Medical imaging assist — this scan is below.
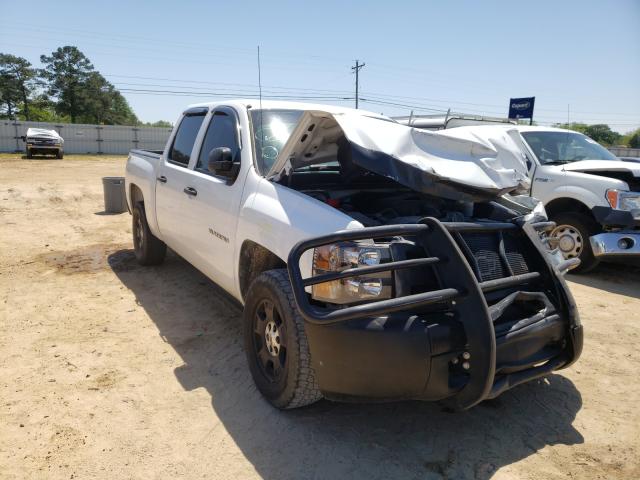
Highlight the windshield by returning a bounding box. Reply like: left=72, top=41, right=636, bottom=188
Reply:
left=251, top=110, right=303, bottom=175
left=522, top=132, right=618, bottom=164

-=-=-=-=-

**GOAL**. Copy the data above word for word, omitting the pictures.

**TASK OUTPUT**.
Medical imaging assist — this scan is below.
Highlight the windshield by returning a bounding box. Reply like: left=72, top=41, right=636, bottom=188
Reply:
left=251, top=110, right=303, bottom=175
left=522, top=132, right=618, bottom=164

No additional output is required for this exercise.